(REQUEST): Scale the lines beginning with the one that contains "Q: For the diagonal" and ending with the final line below, reproducing only those lines, requests included, with every coordinate in the answers multiplied by 2.3 and rounded to a whole number, halves rounded up. Leave all numbers in the requests, including their format samples, unchanged.

(GIVEN RECORDS):
————————
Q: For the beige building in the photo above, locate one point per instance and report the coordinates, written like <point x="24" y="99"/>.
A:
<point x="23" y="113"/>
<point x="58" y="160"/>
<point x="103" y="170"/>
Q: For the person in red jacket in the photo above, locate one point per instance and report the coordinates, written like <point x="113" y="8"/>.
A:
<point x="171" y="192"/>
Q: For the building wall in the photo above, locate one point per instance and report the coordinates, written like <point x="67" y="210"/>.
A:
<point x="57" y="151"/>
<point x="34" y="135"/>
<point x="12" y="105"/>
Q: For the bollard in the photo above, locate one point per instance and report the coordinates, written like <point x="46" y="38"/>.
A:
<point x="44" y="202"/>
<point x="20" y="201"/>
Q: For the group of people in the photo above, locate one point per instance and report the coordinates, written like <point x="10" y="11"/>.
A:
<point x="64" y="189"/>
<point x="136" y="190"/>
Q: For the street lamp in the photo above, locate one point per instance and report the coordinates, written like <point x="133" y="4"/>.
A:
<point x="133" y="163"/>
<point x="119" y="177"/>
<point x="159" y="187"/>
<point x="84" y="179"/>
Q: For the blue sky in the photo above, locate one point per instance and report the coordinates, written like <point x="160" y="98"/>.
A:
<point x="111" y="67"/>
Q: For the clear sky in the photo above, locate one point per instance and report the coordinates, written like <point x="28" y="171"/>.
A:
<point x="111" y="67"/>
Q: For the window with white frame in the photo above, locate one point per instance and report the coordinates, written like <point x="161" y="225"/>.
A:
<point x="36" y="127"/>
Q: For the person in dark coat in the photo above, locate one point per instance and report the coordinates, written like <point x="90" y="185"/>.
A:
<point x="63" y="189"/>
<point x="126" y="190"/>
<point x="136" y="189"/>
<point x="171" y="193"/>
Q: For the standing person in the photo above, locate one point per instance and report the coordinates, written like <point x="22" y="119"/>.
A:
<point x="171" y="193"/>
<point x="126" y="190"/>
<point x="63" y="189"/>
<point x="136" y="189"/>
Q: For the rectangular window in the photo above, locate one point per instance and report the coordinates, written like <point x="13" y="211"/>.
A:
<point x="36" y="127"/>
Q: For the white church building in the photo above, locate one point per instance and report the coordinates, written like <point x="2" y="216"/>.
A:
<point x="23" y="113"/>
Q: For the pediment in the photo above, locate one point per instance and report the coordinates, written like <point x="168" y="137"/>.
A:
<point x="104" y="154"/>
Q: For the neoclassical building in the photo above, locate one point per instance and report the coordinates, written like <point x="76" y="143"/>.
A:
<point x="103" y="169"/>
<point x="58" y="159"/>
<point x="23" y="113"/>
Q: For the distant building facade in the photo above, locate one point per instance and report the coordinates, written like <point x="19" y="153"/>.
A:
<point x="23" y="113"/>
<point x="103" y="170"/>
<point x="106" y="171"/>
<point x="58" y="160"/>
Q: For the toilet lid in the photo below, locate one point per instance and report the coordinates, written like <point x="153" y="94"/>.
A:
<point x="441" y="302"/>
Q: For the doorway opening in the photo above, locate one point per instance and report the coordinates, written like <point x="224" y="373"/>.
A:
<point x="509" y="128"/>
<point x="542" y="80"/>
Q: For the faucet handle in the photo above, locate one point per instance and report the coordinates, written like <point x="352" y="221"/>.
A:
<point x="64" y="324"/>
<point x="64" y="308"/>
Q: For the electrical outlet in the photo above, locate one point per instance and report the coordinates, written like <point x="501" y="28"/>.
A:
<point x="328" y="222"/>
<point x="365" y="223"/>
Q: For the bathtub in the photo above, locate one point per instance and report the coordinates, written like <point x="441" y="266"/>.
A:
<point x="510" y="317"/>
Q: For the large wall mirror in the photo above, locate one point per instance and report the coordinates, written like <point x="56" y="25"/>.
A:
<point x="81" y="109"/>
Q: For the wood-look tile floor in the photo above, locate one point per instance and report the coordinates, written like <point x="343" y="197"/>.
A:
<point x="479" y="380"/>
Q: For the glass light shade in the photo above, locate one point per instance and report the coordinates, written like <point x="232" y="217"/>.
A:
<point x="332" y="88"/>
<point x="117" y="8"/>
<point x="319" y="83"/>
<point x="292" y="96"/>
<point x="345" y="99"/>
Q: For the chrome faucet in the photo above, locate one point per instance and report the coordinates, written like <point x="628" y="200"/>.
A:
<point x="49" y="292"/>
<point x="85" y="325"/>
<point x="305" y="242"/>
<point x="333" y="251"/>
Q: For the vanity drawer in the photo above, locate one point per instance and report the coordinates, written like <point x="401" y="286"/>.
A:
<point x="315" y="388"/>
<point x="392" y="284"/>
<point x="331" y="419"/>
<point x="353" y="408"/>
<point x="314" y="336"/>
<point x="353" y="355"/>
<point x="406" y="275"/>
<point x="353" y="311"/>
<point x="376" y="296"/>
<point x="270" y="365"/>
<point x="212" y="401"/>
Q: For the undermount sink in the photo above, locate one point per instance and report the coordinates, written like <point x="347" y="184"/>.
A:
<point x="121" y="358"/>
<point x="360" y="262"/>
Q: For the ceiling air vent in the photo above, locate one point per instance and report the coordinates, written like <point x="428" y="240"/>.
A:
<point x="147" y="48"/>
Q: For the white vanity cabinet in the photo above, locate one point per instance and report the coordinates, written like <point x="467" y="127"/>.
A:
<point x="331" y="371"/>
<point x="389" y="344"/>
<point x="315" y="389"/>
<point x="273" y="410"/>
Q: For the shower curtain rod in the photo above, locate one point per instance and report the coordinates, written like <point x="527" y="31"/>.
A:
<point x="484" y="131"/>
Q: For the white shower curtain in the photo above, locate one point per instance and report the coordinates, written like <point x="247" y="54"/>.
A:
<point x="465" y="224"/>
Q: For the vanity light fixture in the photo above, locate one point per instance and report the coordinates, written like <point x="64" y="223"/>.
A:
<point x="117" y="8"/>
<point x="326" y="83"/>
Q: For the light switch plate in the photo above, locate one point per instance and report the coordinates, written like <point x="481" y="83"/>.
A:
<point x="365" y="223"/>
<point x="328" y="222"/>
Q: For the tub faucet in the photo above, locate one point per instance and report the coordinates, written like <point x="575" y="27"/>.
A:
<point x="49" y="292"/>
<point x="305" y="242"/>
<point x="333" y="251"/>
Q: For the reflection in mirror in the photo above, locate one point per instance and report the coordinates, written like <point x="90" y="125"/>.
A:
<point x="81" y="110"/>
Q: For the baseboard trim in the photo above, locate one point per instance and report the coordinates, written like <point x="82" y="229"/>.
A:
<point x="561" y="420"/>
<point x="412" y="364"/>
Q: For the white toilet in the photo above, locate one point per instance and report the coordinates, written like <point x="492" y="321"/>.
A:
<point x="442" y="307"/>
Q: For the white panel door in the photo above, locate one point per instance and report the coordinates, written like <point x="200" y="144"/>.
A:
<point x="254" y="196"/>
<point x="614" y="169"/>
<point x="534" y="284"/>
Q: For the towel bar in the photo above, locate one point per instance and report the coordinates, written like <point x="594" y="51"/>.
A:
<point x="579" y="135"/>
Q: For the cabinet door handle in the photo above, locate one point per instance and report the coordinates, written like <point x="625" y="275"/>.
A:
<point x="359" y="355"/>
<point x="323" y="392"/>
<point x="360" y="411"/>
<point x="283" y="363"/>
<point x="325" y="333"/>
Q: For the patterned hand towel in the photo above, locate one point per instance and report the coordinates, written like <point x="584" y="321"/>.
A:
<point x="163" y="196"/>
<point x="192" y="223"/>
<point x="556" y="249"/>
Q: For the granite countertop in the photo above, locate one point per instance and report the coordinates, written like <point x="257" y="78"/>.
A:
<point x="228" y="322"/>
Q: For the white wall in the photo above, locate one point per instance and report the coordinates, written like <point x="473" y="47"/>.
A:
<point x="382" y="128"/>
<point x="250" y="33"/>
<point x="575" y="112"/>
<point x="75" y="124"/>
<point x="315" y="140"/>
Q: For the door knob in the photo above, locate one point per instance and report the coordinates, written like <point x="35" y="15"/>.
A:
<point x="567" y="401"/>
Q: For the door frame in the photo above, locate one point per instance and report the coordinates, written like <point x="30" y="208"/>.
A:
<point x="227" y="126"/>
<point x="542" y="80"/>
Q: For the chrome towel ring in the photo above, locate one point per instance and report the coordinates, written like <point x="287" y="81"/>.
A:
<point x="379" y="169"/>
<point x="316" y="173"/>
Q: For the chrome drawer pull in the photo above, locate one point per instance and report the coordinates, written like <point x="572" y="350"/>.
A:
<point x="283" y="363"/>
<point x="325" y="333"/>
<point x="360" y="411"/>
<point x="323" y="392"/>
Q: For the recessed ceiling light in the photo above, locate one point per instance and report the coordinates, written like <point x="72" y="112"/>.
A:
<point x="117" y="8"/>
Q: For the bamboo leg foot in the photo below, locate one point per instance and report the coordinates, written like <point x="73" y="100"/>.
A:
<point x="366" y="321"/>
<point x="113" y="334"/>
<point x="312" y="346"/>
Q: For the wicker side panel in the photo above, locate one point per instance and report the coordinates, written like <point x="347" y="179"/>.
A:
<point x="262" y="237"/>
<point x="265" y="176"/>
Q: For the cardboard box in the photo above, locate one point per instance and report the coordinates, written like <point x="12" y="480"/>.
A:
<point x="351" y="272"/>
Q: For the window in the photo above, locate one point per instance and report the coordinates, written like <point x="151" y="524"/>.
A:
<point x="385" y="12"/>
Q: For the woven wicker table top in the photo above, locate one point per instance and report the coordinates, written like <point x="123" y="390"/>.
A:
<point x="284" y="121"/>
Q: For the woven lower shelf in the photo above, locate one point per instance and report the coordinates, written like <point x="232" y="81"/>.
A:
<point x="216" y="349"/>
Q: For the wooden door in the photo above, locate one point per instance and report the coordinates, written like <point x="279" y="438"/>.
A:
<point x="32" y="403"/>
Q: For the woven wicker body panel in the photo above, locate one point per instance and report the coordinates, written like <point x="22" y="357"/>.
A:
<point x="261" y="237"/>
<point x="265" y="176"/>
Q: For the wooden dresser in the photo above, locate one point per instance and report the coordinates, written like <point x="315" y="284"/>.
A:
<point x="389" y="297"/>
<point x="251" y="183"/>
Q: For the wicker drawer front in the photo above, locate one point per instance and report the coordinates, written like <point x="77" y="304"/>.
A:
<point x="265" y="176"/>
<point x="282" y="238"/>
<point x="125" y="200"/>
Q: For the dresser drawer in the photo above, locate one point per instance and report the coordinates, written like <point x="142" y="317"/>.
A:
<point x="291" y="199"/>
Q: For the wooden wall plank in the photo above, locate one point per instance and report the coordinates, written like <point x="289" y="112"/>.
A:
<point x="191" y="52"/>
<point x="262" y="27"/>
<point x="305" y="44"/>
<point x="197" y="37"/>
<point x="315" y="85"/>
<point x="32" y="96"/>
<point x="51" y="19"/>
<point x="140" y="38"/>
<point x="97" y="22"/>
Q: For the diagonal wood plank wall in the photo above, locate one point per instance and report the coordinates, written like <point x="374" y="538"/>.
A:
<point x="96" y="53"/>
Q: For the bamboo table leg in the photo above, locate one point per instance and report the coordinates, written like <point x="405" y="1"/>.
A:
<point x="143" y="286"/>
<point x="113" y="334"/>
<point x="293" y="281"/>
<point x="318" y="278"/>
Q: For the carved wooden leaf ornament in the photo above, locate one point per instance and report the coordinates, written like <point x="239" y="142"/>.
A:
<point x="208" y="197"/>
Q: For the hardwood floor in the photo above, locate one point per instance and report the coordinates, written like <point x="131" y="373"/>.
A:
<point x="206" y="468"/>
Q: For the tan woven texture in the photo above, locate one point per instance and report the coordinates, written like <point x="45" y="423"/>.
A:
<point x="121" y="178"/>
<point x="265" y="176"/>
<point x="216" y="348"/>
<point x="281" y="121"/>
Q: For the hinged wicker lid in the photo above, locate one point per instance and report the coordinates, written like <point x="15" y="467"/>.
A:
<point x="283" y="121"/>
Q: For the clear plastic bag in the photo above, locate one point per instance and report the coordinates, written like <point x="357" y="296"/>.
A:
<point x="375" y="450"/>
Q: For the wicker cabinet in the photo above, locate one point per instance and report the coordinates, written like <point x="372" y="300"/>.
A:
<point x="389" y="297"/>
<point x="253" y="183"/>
————————
(EXERCISE RESPONSE):
Q: For the diagonal wood plank wall in the photo above, locate one point per instance and report the coordinates, written like <point x="374" y="538"/>.
A:
<point x="221" y="122"/>
Q: For the bamboo table leg in the photo above, locate one point per instance and report the coordinates, written like <point x="405" y="1"/>.
A:
<point x="329" y="658"/>
<point x="260" y="768"/>
<point x="674" y="646"/>
<point x="731" y="639"/>
Q: For the carved wooden leaf ornament in the photo above, locate one point per instance and report the coordinates, written like <point x="239" y="142"/>.
A:
<point x="478" y="453"/>
Q: For the hardwood floor in the photo above, locate one point per instance and report the coordinates, written like <point x="131" y="373"/>.
A:
<point x="474" y="1076"/>
Q: For the tan woven texture in the photo above, locate one point per instance and report the coordinates, written like <point x="45" y="423"/>.
A:
<point x="278" y="409"/>
<point x="610" y="405"/>
<point x="497" y="800"/>
<point x="646" y="278"/>
Q: For the hinged wicker lid in the photo above, locate one point per instance and report the coordinates, written like <point x="15" y="467"/>.
A:
<point x="651" y="278"/>
Q: For the clear plastic bag in the photo above, locate one point per instance and report the coordinates, written like <point x="357" y="296"/>.
A:
<point x="863" y="1035"/>
Q: For the wicker cabinet in the photo above, locate one point per instance and report the coordinates, written like <point x="372" y="300"/>.
A:
<point x="895" y="683"/>
<point x="582" y="421"/>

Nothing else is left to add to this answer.